Some items:

----------------

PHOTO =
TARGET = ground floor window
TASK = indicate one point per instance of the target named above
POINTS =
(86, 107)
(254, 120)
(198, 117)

----------------

Goal => Can you recast every line of the items above as a JSON list of strings, one string per line, with blank lines left out?

Output below =>
[
  "PHOTO =",
  "TARGET = ground floor window",
  "TASK = indicate one point per instance of the target named above",
  "POINTS =",
  "(86, 107)",
  "(254, 120)",
  "(198, 117)"
]